The core of the R notebook is an Rmd (R Markdown) script – the part you see in the source (code) pane in RStudio. For each lab after this one, you will submit an R Markdown document to get credit for completing the lab. The present lab is not graded, but you are strongly encouraged to complete it, so that you can get the most out of the later labs.

How Do I Use It?

You can view the R notebook as a fully-interactive R script, as a standalone text document, or as a “splitscreen” combination within RStudio. We suggest the latter option if your screen is large enough to do so comfortably. In the splitscreen view, you can readily switch between the easy-to-read HTML document and the corresponding interactive script. The next section describes HTML viewing options.

Viewing HTML

Within RStudio, generate an HTML preview from the Rmd script by clicking the “Preview” icon, located at the top of source (code) pane. If you don’t see a “Preview” icon, you may need to update RStudio. Check your RStudio version with “Help” -> “About RStudio.” The current version is 2023.03.0.

(Collection entries)
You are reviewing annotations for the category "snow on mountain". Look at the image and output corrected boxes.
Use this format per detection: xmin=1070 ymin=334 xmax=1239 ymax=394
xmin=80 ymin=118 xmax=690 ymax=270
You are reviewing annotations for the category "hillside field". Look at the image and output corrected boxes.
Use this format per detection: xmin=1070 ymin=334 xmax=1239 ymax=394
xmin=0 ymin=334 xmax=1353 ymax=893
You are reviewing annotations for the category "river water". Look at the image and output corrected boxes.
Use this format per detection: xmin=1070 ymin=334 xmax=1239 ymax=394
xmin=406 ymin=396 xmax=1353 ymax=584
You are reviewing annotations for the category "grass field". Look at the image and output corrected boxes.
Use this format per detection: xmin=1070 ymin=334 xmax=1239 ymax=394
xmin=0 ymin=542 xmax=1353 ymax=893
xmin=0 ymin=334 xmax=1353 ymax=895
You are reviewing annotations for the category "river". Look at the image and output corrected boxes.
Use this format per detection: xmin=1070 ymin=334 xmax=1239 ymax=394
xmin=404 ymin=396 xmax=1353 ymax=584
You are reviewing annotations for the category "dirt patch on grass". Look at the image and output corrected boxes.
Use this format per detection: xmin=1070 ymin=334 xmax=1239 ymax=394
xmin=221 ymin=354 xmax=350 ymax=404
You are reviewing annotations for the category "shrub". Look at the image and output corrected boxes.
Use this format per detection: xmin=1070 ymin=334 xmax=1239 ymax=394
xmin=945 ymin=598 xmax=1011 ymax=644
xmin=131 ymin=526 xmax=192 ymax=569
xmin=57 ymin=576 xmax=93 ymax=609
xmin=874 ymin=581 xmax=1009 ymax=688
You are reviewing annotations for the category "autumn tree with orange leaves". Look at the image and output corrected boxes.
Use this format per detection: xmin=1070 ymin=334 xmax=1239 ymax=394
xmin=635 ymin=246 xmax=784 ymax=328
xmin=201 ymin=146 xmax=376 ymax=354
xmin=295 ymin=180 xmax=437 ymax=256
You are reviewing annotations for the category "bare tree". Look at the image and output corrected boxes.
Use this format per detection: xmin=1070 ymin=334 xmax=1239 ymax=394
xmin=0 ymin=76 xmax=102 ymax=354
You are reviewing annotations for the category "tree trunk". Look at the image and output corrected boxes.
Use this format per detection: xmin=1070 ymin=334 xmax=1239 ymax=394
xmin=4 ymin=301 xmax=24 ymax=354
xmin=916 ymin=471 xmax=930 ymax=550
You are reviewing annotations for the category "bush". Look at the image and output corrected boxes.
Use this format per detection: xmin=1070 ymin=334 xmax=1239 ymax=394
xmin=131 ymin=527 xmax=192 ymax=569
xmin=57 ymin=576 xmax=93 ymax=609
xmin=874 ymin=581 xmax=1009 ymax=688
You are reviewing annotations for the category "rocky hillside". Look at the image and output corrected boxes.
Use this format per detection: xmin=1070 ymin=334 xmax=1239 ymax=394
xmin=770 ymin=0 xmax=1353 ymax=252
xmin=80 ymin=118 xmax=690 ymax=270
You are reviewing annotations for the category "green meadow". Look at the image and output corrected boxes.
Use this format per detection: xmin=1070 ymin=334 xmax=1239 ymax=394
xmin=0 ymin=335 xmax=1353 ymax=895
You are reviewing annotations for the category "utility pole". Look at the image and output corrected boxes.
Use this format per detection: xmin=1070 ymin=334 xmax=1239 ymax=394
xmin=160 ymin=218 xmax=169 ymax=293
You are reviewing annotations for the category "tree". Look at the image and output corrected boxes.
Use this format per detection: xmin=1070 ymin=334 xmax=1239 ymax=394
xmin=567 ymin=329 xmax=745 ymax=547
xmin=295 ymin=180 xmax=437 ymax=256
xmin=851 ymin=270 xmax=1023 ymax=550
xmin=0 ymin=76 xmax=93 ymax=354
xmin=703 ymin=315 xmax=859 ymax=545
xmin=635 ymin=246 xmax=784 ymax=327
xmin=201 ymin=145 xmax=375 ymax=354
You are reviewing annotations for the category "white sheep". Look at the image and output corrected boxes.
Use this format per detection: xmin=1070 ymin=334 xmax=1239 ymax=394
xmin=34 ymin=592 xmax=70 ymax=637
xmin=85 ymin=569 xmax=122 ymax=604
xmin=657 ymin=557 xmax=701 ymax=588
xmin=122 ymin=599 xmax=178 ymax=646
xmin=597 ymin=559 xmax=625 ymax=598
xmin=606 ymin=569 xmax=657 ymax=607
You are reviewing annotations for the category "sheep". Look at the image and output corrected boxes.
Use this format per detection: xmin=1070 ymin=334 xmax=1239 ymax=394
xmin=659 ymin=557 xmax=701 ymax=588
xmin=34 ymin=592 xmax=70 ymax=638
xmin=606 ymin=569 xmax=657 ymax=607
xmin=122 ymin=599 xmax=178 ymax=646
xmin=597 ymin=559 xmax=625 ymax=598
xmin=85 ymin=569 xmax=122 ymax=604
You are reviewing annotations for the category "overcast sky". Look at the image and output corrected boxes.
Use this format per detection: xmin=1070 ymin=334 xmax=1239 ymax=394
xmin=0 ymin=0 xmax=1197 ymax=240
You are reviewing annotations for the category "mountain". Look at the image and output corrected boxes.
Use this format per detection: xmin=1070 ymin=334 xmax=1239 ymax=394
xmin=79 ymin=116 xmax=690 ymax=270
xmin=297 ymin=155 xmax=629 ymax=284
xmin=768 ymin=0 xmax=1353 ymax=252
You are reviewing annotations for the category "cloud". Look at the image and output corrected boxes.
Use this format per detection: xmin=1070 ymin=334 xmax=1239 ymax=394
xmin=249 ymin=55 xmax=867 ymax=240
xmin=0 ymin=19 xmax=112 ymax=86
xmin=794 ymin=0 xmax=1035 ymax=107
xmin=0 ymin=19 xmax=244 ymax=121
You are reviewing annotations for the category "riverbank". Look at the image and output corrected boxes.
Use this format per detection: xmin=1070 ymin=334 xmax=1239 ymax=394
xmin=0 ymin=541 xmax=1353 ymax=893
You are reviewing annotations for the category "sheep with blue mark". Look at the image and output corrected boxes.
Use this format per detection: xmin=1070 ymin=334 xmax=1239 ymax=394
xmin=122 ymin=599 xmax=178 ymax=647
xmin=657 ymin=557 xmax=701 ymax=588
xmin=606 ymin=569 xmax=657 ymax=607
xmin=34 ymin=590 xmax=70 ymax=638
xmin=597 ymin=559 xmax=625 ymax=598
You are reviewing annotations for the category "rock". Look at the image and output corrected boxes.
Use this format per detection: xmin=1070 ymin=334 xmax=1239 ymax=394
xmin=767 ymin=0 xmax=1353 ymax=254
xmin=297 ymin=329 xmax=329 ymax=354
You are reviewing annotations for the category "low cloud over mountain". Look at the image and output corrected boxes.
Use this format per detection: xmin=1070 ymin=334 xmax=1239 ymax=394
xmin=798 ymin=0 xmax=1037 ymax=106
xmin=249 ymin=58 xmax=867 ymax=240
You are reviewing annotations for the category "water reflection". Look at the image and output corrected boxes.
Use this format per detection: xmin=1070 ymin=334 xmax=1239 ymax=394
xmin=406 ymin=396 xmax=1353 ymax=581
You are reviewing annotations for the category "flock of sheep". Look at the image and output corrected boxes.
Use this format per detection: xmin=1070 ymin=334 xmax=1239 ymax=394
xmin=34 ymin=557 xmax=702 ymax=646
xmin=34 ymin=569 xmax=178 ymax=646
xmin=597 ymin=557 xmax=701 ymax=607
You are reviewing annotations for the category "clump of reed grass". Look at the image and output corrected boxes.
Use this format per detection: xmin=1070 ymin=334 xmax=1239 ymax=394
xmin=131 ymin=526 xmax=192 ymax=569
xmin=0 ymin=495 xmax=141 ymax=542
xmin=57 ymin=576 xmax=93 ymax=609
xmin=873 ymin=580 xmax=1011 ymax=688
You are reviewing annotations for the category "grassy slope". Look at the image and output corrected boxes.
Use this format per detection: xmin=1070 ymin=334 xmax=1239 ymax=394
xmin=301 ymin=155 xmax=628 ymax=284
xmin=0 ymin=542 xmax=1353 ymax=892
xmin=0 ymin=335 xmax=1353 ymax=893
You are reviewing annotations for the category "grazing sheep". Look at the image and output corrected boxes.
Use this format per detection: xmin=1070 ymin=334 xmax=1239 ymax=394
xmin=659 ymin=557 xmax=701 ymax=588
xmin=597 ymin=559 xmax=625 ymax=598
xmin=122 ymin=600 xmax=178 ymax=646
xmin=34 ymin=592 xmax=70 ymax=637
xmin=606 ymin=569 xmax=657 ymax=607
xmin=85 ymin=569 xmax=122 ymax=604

■ STATED GOAL 1
Answer these questions about the R notebook passage.
(a) What must be submitted for each lab after this one to get credit?
(b) Which way of viewing the R notebook is suggested when the screen is large enough?
(c) Which RStudio version does the R notebook passage give as current?
■ STATED GOAL 2
Rewrite the section of the R notebook passage that starts at "How Do I Use" and ends at "version is 2023.03.0.", substituting "button" for "icon".

■ WRITTEN SOLUTION 1
(a) An R Markdown document.
(b) The "splitscreen" combination within RStudio.
(c) 2023.03.0.

■ WRITTEN SOLUTION 2
How Do I Use It?

You can view the R notebook as a fully-interactive R script, as a standalone text document, or as a “splitscreen” combination within RStudio. We suggest the latter option if your screen is large enough to do so comfortably. In the splitscreen view, you can readily switch between the easy-to-read HTML document and the corresponding interactive script. The next section describes HTML viewing options.

Viewing HTML

Within RStudio, generate an HTML preview from the Rmd script by clicking the “Preview” button, located at the top of source (code) pane. If you don’t see a “Preview” button, you may need to update RStudio. Check your RStudio version with “Help” -> “About RStudio.” The current version is 2023.03.0.